### WHAT YOU SHOULD DO
Every line in the following data that has "below" counts toward the total; state that total alone.

[Point-per-instance localization data]
Start of Block

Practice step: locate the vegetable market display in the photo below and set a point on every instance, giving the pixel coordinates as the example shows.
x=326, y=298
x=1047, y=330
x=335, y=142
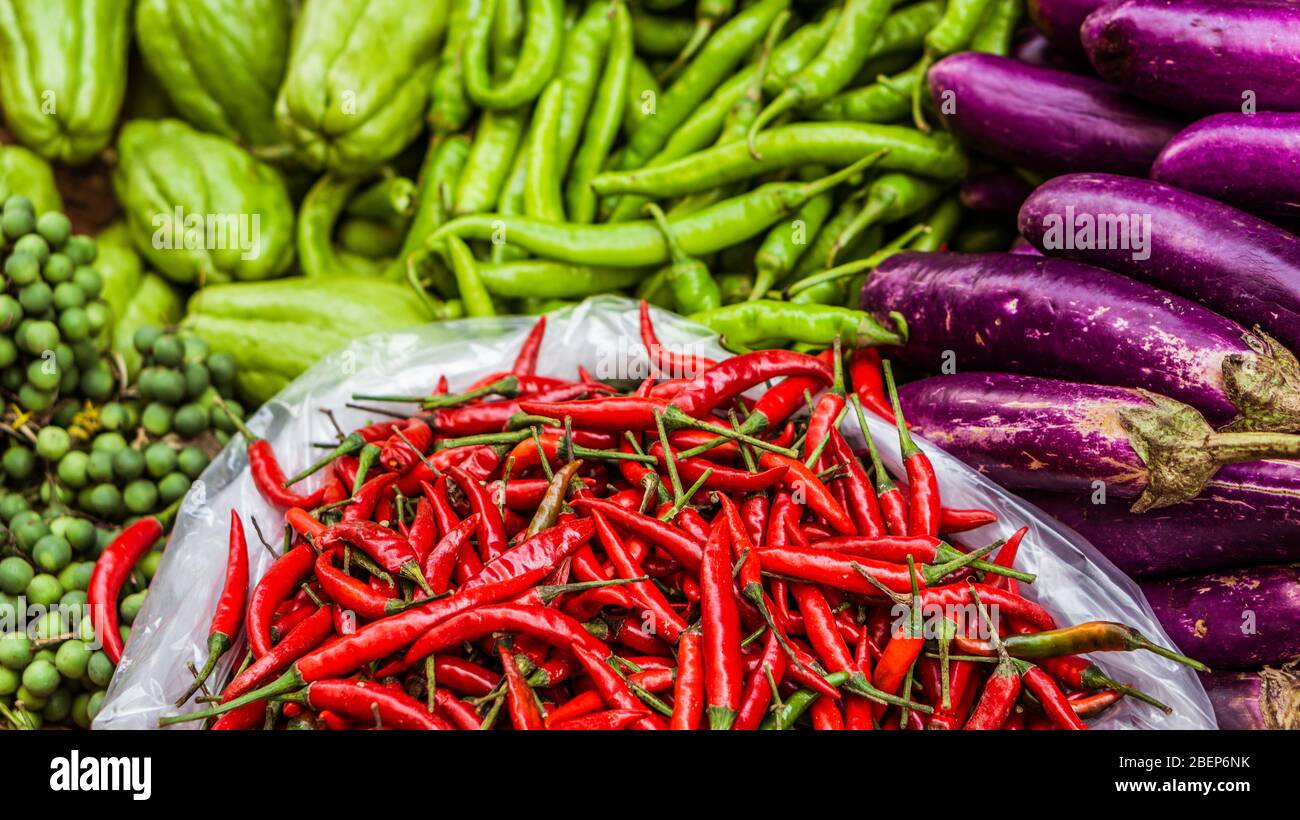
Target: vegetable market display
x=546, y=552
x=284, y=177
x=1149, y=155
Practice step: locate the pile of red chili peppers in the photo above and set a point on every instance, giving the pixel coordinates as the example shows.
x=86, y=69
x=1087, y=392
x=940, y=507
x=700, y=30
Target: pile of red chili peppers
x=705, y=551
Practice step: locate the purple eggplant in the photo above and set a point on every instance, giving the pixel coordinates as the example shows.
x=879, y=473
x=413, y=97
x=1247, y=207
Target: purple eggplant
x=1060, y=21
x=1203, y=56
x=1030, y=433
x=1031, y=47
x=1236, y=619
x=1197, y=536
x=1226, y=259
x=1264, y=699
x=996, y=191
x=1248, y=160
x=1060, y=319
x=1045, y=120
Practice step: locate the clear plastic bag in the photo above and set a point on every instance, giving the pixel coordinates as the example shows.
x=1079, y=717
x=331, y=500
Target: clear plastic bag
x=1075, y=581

End of Block
Start of Block

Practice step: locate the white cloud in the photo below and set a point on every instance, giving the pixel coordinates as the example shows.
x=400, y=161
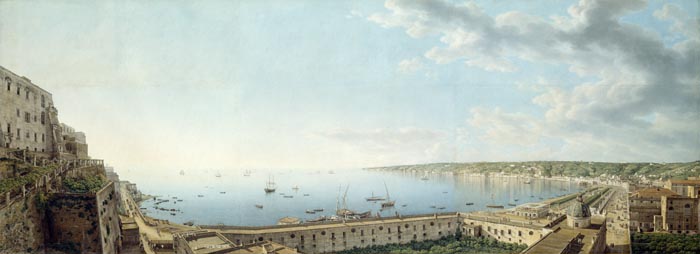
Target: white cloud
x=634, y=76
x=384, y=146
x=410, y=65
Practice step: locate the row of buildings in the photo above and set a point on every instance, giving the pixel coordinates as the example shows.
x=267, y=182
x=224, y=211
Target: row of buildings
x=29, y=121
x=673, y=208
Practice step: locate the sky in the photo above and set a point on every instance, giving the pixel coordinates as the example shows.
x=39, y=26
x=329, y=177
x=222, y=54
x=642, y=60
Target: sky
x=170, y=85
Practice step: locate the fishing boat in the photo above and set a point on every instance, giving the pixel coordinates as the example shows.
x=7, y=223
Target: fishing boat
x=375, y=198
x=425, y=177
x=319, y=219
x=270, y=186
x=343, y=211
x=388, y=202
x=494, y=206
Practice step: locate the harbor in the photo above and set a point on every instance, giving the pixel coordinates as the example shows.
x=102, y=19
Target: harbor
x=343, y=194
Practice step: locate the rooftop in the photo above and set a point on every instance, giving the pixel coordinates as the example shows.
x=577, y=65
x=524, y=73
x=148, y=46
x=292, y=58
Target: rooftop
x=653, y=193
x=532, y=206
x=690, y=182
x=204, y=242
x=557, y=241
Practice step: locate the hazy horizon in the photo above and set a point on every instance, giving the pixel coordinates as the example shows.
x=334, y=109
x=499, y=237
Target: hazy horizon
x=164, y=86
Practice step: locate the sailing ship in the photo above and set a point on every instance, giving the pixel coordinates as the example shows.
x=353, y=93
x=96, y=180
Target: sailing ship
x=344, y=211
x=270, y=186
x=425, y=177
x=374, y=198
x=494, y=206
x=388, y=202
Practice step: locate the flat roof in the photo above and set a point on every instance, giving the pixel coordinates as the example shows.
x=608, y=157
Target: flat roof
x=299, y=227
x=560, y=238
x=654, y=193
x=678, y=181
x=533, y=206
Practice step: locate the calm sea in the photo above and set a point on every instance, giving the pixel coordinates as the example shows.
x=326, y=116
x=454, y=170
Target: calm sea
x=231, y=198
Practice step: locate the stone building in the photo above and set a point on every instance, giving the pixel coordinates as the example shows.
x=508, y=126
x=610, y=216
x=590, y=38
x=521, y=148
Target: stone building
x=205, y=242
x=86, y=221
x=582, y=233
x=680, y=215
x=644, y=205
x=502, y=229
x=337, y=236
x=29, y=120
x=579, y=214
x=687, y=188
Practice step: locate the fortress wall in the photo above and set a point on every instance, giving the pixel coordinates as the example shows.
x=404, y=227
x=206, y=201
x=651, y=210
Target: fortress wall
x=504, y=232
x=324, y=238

End of Block

### RESULT
2